=== Extrait ===

Notre Démocratie médiatique est une « société du spectacle » qui distrait les populations et ordonne, d’une certaine façon, les contestations par la couverture qu’elle leur donne : ne pas parler d’un événement (ou d’une mesure gouvernementale) c’est quasiment le rendre inexistant, en tout cas aux yeux des opinions, et décourager ceux qui en sont les victimes. Notre société est étrangement comme saint Thomas, elle ne croit que ce qu’elle voit… Si elle ne voit pas, elle n’y croit pas, cela n’existe pas !

Combien de choses pourtant révélatrices ou déterminantes nous échappent-elles, faute d’en avoir été informés ? S’il est difficile d’échapper aux moindres faits et gestes de notre Président et de son épouse, aux déboires de nos joueurs de balle au pied, aux mésaventures de telle ou telle célébrité du monde du spectacle, c’est presque par hasard que l’on peut prendre connaissance de certaines décisions prises sans tambours ni trompettes au cœur de l’été par le gouvernement, décisions pourtant loin d’être anodines pour ceux qui en sont les destinataires.

=== Matériel fourni ===

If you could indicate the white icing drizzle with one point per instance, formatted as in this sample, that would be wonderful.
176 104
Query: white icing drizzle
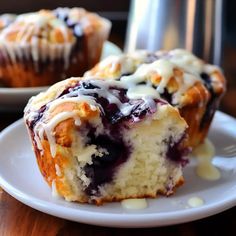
33 25
134 204
205 169
55 193
195 202
138 86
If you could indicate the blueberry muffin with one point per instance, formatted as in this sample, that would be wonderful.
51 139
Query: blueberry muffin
104 140
44 47
179 77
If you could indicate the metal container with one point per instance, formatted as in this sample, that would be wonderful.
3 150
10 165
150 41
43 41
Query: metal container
195 25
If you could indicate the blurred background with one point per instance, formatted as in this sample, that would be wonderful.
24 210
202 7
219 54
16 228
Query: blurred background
118 12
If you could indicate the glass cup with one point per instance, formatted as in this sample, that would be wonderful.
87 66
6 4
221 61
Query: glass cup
195 25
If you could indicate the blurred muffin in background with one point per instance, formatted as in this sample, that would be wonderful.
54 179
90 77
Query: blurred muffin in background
6 19
41 48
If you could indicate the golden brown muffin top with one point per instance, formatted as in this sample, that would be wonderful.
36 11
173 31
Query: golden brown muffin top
177 74
62 25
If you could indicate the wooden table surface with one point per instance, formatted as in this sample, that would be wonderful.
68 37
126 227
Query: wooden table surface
19 219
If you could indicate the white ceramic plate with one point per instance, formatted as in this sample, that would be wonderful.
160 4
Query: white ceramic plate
16 98
20 177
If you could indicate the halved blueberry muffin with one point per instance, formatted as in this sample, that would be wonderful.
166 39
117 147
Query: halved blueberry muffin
103 140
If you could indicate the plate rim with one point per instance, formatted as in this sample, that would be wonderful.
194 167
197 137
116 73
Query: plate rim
130 220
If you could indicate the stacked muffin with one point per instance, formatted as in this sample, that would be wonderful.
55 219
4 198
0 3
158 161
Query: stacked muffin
44 47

===

- [Consigne] Reproduisez l'extrait sur la démocratie médiatique dans son intégralité, sans en modifier un seul mot. Les entrées forment un matériel distinct de l'extrait sur la démocratie médiatique.

- [Réponse rédigée]
Notre Démocratie médiatique est une « société du spectacle » qui distrait les populations et ordonne, d’une certaine façon, les contestations par la couverture qu’elle leur donne : ne pas parler d’un événement (ou d’une mesure gouvernementale) c’est quasiment le rendre inexistant, en tout cas aux yeux des opinions, et décourager ceux qui en sont les victimes. Notre société est étrangement comme saint Thomas, elle ne croit que ce qu’elle voit… Si elle ne voit pas, elle n’y croit pas, cela n’existe pas !

Combien de choses pourtant révélatrices ou déterminantes nous échappent-elles, faute d’en avoir été informés ? S’il est difficile d’échapper aux moindres faits et gestes de notre Président et de son épouse, aux déboires de nos joueurs de balle au pied, aux mésaventures de telle ou telle célébrité du monde du spectacle, c’est presque par hasard que l’on peut prendre connaissance de certaines décisions prises sans tambours ni trompettes au cœur de l’été par le gouvernement, décisions pourtant loin d’être anodines pour ceux qui en sont les destinataires.